Supplied information.
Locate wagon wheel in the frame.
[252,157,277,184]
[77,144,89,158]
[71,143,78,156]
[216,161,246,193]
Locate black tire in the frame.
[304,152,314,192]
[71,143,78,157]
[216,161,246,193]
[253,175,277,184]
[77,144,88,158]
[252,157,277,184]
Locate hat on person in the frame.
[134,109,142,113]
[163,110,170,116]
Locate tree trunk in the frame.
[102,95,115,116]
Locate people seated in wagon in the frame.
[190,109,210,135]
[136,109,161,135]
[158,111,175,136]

* * *

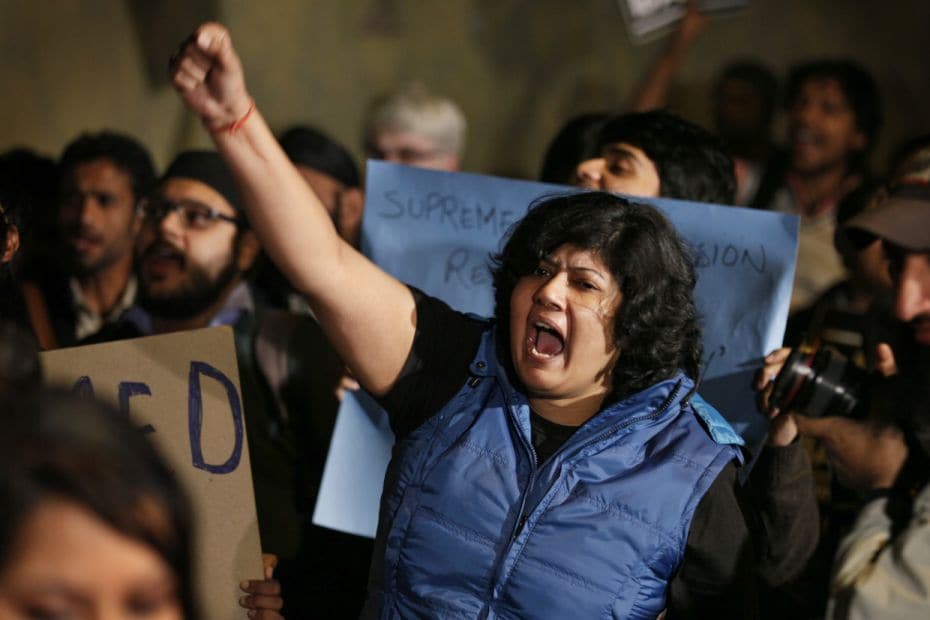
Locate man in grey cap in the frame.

--

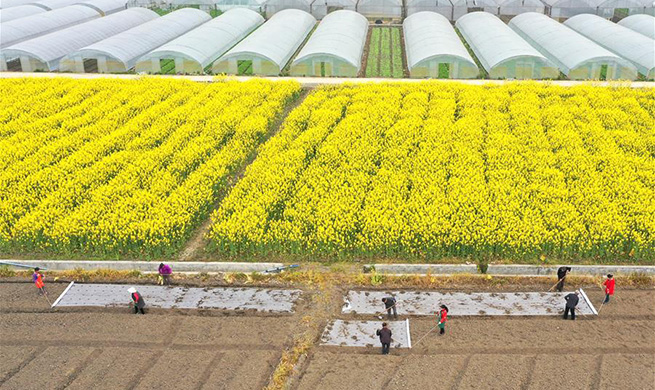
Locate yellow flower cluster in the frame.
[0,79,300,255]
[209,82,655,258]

What to do. Turn everything in the records from the line containing "Locate wagon wheel in the frame." down to the line containing "[102,95,115,116]", both included, into a Markdown table with columns Row and Entry. Number each line in Row, put its text in Entry, and skip any blank lines.

Answer.
| Row | Entry |
|---|---|
| 1 | Locate wagon wheel in the frame. |
| 2 | [252,157,277,184] |
| 3 | [77,144,89,158] |
| 4 | [71,143,78,156] |
| 5 | [216,161,246,193] |
| 6 | Locate black tire in the frame. |
| 7 | [304,152,314,192] |
| 8 | [71,143,78,157] |
| 9 | [216,161,246,193] |
| 10 | [253,175,277,184] |
| 11 | [77,144,88,158] |
| 12 | [252,157,277,184] |
| 13 | Locate hat on person in the frame. |
| 14 | [134,109,142,113] |
| 15 | [163,110,170,116] |
| 16 | Locate tree trunk in the frame. |
| 17 | [102,95,115,116] |